◆ EXERCISE REQUIREMENTS ◆
- 1) Can you reproduce the Man Booker Prize article between "AFP/Getty Images" and "author behaving badly.", inclusive, replacing "competition" with "rivalry"?
- 2) Can you continue the Man Booker Prize article past its final sentence?

◆ READING PASSAGE ◆

British authors such as Hilary Mantel will soon have some competition from across the pond, according to organizers of the Man Booker Prize.
AFP/Getty Images
British authors such as Hilary Mantel will soon have some competition from across the pond, according to organizers of the Man Booker Prize.

The daily lowdown on books, publishing, and the occasional author behaving badly.

  • Britain's most prestigious literary award will be opened to Americans next year. The Man Booker Prize is currently open to writers from the 54 countries in the Commonwealth and the Republic of Ireland. According to a report in The Sunday Times, "The organisers increasingly believe that excluding writers from America is anachronistic. The Booker committee believes US writers must be allowed to compete to ensure the award's global reputation." The weekend announcement was met with decidedly mixed reactions: Howard Jacobson, whose novel The Finkler Question won the award in 2010, told The Telegraph that it was "the wrong decision," and Jim Crace, the only British writer on this year's shortlist, said in The Independent that "I think prizes need to have their own characters, and sometimes those characters are defined by their limitations." But Kazuo Ishiguro, another former Booker winner, said that "the world has changed and it no longer makes sense to split up the writing world in this way." In some ways, the move feels inevitable: Four of the authors on this year's shortlist already live, or have recently lived, in the U.S.

◆ INFORMATION SHOWN ◆
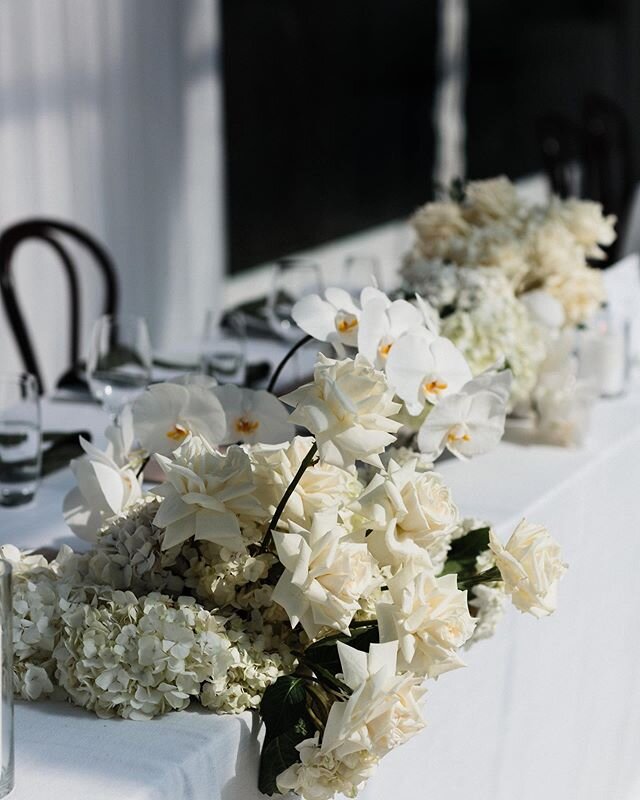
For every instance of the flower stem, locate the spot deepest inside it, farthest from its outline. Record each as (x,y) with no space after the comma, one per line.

◆ EXPECTED RESULTS ◆
- 1)
AFP/Getty Images
British authors such as Hilary Mantel will soon have some rivalry from across the pond, according to organizers of the Man Booker Prize.

The daily lowdown on books, publishing, and the occasional author behaving badly.

- 2)
  • NPR's Bill Chappell reported Saturday that a completely bookless public library has opened in Texas. The all-digital facility has "600 e-readers and 48 computer stations, in addition to laptops and tablets." Chappell added, "People can also come for things like kids' story time and computer classes, according to the library's website.
  • Joyce Maynard, the writer who had an affair with J.D. Salinger as a teenager, wrote in an op-ed in The New York Times: "To a stunning degree, for a period of over half a century, Salinger managed to convince a significant portion of the reading population that his words and actions should be exempt from scrutiny for the simple reason that he wrote those nine stories, and "The Catcher in the Rye." And because he said so."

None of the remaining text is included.